◆ **SHORT EXERCISE**
Which lines of the records below contain the word "tongue", matching case exactly? Locate each one and copy it in full.

◆ **DATA LISTING**
--------

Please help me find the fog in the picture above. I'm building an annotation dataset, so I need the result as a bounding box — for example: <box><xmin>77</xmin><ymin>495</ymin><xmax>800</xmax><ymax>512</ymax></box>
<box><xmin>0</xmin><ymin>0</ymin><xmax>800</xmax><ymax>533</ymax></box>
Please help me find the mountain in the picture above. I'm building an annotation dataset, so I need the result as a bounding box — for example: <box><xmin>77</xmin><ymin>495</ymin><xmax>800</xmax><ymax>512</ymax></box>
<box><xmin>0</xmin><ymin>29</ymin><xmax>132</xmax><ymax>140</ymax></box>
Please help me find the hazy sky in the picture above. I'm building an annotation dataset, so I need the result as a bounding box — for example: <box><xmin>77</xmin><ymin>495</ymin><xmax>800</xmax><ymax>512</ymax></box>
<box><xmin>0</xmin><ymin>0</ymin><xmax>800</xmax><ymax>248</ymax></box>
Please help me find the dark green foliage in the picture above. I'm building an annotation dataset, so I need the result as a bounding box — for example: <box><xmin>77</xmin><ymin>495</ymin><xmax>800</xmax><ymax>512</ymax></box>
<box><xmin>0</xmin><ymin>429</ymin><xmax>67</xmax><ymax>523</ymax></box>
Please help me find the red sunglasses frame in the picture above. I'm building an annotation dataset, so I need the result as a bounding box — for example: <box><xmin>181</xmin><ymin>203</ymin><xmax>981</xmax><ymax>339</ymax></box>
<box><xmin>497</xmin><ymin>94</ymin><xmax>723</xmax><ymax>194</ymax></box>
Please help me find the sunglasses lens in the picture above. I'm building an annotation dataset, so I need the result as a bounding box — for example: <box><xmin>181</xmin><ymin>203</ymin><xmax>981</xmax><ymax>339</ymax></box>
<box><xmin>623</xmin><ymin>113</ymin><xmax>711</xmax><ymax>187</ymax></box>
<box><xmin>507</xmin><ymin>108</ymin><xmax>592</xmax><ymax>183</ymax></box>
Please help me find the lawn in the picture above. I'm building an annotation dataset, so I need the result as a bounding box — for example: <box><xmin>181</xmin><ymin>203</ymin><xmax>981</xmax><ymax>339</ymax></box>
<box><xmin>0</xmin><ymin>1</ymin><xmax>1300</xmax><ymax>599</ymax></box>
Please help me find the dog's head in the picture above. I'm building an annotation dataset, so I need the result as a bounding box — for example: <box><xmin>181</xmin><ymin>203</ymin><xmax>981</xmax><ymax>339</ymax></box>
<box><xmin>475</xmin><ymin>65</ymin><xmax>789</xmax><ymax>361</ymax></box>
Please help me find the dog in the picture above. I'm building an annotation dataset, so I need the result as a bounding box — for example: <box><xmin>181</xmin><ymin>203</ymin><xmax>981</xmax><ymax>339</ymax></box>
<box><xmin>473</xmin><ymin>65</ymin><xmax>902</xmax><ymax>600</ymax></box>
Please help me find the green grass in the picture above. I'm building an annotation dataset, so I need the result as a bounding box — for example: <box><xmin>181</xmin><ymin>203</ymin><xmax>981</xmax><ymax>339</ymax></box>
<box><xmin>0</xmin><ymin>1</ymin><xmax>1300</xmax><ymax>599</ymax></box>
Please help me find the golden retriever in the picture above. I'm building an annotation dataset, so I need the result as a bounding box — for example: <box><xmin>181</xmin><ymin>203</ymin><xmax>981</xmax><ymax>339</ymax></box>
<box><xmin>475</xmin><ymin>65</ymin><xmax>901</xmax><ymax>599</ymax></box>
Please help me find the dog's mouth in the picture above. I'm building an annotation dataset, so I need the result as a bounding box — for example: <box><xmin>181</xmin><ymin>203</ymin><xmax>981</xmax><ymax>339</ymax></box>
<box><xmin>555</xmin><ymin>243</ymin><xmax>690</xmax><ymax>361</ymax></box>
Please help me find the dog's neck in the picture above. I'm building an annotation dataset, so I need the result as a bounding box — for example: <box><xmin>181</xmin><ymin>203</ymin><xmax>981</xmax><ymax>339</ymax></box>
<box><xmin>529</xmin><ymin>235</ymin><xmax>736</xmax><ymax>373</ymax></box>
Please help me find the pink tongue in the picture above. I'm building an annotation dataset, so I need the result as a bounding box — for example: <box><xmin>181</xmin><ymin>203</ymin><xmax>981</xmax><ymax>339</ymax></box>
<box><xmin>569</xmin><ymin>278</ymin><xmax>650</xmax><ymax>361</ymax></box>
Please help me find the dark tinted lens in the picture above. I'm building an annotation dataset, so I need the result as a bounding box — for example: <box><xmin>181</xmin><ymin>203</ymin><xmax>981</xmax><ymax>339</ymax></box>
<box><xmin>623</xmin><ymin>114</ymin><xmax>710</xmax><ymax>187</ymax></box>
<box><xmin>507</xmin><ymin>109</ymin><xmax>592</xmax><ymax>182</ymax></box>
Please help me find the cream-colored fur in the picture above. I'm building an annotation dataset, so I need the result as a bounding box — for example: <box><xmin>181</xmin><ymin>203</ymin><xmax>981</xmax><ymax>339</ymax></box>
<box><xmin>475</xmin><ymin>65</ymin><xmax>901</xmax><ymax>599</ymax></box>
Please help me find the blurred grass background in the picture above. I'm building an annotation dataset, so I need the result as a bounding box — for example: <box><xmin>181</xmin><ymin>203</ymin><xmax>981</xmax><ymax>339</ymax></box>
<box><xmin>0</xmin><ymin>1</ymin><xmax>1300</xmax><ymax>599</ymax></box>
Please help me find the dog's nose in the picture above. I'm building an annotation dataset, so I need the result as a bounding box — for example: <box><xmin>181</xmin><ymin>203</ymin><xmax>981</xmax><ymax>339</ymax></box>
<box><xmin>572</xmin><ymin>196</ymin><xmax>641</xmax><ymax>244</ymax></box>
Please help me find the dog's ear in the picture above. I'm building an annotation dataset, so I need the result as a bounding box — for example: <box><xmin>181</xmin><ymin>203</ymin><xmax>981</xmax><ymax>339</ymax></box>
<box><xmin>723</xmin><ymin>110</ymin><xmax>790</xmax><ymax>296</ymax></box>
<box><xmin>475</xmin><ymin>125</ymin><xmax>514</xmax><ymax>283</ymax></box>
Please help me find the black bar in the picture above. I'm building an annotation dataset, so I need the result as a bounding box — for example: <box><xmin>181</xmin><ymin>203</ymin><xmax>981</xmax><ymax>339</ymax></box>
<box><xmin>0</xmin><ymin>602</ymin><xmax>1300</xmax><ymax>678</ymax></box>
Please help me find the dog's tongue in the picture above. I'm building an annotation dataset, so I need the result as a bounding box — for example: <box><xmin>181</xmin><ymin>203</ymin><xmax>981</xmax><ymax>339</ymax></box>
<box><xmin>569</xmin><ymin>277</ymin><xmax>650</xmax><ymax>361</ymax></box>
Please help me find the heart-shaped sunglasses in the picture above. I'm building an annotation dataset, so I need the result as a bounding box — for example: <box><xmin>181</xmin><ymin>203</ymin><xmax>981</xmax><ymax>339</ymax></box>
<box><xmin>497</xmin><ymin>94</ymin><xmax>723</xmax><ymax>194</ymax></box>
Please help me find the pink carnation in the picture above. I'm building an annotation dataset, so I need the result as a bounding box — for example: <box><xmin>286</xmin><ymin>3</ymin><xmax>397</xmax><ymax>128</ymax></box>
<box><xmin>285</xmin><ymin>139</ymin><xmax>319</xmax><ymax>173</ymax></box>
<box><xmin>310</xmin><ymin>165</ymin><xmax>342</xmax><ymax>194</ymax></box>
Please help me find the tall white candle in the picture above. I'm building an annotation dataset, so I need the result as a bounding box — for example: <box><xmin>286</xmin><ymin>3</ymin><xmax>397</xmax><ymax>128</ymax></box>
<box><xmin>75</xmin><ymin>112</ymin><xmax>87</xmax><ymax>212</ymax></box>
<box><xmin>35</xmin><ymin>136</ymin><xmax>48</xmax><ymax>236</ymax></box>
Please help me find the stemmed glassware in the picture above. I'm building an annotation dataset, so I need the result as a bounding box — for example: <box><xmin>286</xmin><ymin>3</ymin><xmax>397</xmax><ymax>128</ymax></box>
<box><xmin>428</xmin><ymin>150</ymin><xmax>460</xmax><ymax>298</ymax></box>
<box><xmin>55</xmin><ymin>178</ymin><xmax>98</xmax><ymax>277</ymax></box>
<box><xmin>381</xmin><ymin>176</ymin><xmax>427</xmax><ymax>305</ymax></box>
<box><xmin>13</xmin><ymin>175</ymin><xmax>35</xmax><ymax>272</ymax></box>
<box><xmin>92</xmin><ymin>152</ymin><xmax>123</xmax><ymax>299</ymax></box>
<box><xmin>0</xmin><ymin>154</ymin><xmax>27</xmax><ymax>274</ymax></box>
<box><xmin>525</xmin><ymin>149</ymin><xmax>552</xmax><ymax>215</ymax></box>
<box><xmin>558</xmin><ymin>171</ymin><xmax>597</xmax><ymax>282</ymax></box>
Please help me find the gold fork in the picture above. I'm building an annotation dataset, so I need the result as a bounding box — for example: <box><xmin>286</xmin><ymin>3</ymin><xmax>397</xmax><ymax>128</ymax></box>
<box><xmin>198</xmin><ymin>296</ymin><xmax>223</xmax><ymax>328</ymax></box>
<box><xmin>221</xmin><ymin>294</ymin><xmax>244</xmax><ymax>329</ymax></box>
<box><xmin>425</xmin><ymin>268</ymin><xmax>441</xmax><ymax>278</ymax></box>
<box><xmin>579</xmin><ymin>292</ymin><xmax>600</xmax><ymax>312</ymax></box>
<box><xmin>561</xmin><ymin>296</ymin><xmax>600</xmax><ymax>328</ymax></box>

--------

◆ **WRITTEN ANSWER**
Please help me find the pink tongue in the picture above. I'm building an annotation dataset, so I need the result as a bounding box — for example: <box><xmin>181</xmin><ymin>203</ymin><xmax>981</xmax><ymax>339</ymax></box>
Please help me find the dog's tongue in the picture above. I'm building an annotation dataset, so I need the result as a bounding box — for example: <box><xmin>181</xmin><ymin>203</ymin><xmax>981</xmax><ymax>339</ymax></box>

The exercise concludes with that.